▸ EXERCISE TASK A
Reproduce the text on the footballer Isaías Galván in full, word for word.

▸ SOURCE
§ §

Isaias Galván

Personal information
- Full name: Isaías Betsán Galván Peña
- Date of birth: 14 March 2005 (age 20)
- Place of birth: Monterrey, Mexico
- Height: 1.71 m (5 ft 7 in)
- Position(s): Forward

Team information
- Current team: Tigres UANL
- Number: 264

Youth career
- Tigres UANL

Senior career*
- Years: Team / Apps / (Gls)
- 2023–: Tigres UANL / 1 / (0)

= Isaías Galván =

Mexican footballer (born 2005)

Isaías Betsán Galván Peña (born 14 March 2005) is a Mexican professional footballer who currently plays as a forward for Tigres UANL.

==Club career==
Seen as one of the best prospects in the Tigres UANL academy, Galván was promoted to the under-20 side at the age of seventeen, and was tipped to become a first team player after impressive performances. Having made his debut in the 2022–23 season, he was invited by German side Bayern Munich to be part of their "World Squad" initiative, representing the club in international friendlies.

§ §

▸ EXCERPTED DATA

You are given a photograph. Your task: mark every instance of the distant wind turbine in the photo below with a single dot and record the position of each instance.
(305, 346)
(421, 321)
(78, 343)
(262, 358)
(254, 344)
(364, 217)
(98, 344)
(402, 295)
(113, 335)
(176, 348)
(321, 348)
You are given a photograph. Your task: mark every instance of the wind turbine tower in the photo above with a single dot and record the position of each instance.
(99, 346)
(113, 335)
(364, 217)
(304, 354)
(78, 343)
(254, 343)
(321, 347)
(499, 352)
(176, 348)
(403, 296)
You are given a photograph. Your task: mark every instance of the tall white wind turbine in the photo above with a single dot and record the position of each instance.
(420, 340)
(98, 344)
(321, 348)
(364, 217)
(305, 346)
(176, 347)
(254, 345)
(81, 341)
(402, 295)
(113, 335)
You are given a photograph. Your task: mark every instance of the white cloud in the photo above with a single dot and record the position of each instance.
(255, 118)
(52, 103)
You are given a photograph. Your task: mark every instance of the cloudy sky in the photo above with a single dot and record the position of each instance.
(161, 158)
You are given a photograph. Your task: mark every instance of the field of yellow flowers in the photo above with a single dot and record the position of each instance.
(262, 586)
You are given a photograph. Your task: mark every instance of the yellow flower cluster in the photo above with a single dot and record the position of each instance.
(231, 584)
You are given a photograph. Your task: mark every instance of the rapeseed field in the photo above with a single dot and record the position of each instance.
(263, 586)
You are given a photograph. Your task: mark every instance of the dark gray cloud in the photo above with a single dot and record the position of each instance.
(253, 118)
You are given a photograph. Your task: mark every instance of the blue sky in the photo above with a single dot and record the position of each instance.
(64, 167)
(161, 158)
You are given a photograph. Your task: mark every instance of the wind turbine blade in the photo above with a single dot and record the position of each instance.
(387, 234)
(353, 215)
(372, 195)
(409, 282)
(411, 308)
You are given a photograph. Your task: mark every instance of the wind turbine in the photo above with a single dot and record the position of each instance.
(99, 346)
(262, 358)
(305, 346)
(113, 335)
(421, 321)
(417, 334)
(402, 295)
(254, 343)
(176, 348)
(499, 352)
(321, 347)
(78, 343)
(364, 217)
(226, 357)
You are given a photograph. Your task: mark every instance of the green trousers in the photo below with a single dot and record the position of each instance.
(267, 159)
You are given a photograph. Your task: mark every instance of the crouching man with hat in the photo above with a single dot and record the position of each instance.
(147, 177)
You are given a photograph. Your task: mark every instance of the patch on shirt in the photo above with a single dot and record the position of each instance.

§ §

▸ EXERCISE TASK B
Rewrite only the part of the entries that opens with the line containing "of the crouching" and closes with the last line of the entries, replacing "single dot" with "single marker" and leaving everything else unchanged.

▸ CORRECT OUTPUT A
Isaias Galván

Personal information
- Full name: Isaías Betsán Galván Peña
- Date of birth: 14 March 2005 (age 20)
- Place of birth: Monterrey, Mexico
- Height: 1.71 m (5 ft 7 in)
- Position(s): Forward

Team information
- Current team: Tigres UANL
- Number: 264

Youth career
- Tigres UANL

Senior career*
- Years: Team / Apps / (Gls)
- 2023–: Tigres UANL / 1 / (0)

= Isaías Galván =

Mexican footballer (born 2005)

Isaías Betsán Galván Peña (born 14 March 2005) is a Mexican professional footballer who currently plays as a forward for Tigres UANL.

==Club career==
Seen as one of the best prospects in the Tigres UANL academy, Galván was promoted to the under-20 side at the age of seventeen, and was tipped to become a first team player after impressive performances. Having made his debut in the 2022–23 season, he was invited by German side Bayern Munich to be part of their "World Squad" initiative, representing the club in international friendlies.

▸ CORRECT OUTPUT B
You are given a photograph. Your task: mark every instance of the crouching man with hat in the photo above with a single marker and record the position of each instance.
(147, 177)
You are given a photograph. Your task: mark every instance of the patch on shirt in the photo above with a single marker and record the position of each instance.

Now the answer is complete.